--- Pointing and labeling entries ---
::::

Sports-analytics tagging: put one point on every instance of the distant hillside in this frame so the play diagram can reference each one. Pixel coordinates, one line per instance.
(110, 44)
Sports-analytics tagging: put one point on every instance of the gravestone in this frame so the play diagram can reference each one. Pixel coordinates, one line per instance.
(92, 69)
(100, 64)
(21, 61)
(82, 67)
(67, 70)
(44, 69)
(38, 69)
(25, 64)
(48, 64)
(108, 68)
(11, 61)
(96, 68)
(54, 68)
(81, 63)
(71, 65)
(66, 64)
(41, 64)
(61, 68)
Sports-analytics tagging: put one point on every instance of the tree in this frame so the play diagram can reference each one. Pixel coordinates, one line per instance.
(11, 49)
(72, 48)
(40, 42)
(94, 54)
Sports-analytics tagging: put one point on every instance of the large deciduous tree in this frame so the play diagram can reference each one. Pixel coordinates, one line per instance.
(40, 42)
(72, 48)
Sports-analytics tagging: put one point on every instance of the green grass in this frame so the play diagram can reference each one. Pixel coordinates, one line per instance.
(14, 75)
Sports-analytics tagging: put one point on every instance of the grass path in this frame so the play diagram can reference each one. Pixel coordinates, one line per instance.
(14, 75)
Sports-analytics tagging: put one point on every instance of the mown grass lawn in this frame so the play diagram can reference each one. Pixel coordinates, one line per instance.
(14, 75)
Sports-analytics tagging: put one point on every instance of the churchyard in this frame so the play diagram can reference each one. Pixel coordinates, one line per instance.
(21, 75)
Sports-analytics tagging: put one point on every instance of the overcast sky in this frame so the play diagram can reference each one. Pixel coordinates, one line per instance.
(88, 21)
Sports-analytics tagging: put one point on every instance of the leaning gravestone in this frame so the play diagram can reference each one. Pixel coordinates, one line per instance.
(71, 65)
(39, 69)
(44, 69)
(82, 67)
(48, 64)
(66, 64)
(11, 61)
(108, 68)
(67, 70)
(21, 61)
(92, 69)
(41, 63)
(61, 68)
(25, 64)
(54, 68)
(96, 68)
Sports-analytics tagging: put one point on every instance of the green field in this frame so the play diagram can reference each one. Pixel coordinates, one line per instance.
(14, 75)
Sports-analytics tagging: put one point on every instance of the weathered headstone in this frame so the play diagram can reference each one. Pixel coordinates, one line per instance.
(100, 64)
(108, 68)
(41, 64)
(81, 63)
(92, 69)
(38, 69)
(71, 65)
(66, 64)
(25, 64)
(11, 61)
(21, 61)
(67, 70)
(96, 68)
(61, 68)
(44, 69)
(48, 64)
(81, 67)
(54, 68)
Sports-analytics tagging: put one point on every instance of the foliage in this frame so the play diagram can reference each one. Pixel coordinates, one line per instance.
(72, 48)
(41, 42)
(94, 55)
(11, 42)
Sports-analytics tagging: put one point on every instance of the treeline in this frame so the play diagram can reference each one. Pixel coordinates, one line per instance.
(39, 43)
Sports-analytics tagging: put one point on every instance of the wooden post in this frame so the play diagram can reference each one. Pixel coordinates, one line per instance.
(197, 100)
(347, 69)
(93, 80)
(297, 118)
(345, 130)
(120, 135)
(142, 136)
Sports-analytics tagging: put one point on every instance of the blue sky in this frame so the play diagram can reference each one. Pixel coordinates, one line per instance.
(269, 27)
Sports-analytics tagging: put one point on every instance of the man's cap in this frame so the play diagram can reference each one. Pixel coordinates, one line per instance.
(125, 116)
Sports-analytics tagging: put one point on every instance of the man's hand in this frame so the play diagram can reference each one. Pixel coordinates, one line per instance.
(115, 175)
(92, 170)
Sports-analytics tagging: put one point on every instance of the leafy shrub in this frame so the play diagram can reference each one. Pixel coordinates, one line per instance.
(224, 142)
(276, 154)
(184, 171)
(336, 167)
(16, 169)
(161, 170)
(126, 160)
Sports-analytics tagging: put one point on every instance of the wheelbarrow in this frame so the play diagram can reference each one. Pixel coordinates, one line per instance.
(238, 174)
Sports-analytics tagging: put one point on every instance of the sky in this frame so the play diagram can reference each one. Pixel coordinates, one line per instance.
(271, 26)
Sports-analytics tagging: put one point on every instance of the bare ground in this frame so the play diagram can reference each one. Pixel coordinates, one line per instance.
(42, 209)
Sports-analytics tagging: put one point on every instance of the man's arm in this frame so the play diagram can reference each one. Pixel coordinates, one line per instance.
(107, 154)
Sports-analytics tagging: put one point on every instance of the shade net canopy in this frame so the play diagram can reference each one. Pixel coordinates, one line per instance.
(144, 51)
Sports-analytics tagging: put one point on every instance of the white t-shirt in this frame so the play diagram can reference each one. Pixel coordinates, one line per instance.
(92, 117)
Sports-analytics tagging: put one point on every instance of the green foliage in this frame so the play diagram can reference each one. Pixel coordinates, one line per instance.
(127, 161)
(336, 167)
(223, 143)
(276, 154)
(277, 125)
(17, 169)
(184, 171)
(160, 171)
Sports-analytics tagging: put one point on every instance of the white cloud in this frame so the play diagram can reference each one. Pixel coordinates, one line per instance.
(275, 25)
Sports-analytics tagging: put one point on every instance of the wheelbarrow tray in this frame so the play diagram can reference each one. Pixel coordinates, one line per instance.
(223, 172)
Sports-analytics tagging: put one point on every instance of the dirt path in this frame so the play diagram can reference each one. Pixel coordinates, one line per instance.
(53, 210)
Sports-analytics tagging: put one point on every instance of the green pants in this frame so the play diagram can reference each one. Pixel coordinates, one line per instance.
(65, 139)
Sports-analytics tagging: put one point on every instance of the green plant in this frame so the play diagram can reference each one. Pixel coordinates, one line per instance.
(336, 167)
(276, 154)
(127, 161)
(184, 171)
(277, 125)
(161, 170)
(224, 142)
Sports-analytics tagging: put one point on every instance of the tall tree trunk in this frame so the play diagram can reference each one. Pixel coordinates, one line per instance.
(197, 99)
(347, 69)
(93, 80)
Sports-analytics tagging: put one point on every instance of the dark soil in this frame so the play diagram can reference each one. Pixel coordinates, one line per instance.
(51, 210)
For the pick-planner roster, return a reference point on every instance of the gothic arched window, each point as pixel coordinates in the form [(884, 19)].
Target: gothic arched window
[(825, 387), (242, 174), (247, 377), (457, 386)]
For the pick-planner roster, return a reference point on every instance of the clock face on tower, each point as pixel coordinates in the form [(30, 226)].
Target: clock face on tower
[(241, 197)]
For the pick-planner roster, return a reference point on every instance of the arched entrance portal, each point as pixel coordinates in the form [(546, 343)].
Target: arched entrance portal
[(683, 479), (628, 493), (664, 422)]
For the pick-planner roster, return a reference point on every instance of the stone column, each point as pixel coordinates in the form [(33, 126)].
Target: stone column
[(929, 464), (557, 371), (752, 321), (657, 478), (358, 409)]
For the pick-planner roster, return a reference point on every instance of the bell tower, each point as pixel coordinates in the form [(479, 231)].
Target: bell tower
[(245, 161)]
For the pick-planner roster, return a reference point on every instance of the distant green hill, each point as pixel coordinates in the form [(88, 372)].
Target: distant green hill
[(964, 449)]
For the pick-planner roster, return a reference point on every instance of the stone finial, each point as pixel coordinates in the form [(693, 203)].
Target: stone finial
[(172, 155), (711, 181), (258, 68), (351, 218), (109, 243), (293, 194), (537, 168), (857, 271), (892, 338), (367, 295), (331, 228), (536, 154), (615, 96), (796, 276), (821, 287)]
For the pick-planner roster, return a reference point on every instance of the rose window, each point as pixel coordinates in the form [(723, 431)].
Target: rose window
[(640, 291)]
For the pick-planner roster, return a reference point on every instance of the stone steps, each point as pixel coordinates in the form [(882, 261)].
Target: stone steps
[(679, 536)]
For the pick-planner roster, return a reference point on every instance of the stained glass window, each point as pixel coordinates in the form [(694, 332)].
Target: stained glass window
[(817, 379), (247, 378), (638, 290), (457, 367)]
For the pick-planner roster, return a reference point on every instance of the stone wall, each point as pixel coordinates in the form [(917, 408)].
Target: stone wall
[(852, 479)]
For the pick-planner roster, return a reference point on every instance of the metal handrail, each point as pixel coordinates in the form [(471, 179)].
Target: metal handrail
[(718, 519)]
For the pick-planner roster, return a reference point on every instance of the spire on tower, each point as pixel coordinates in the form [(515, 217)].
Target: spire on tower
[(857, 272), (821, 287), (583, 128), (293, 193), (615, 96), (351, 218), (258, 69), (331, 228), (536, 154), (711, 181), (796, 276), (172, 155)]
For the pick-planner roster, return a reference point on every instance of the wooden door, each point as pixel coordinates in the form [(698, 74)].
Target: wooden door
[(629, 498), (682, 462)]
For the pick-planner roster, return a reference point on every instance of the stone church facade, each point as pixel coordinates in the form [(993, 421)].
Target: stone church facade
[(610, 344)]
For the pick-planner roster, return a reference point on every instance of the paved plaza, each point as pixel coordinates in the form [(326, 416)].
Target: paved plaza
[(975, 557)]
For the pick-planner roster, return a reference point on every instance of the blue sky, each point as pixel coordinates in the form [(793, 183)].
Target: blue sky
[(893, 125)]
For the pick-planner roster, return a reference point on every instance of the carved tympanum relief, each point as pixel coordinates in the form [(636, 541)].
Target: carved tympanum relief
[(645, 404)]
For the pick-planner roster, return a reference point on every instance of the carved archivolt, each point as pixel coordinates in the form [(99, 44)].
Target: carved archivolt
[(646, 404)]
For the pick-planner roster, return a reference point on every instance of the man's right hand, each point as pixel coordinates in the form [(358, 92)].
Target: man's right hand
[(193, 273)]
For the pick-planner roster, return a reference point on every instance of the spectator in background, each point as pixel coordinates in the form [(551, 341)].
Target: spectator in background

::::

--- What the task requires ---
Pull out the lines of the entries word for word, starting at the line that contains "form [(694, 332)]." and ending at the line that contains "[(817, 379), (247, 378), (638, 290), (457, 367)]".

--- Solution for this task ---
For the pick-planner roster, return a reference point on every instance of the stained glass window, each point as pixel coordinates in the form [(694, 332)].
Target: stained glass window
[(817, 379), (247, 378), (638, 290), (457, 367)]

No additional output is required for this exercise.